**Dataset rows:**
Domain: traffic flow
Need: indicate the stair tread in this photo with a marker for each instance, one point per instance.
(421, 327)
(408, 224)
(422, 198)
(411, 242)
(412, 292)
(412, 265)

**What is required:** Print every record above exactly as written.

**Output of the task:**
Domain: traffic flow
Need: indicate the stair tread in this photo with a marker for each instance, one point per instance.
(421, 327)
(408, 224)
(422, 198)
(411, 242)
(412, 292)
(412, 265)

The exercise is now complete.